TASK:
Word for word, restate the records that appear below.

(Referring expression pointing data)
──────────

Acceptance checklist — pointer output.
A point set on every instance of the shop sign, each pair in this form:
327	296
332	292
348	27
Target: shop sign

──────────

TASK RESULT:
Acceptance checklist — pointer output.
A point set on every instance of the shop sign, each pair in this form:
327	296
332	292
348	27
Target: shop sign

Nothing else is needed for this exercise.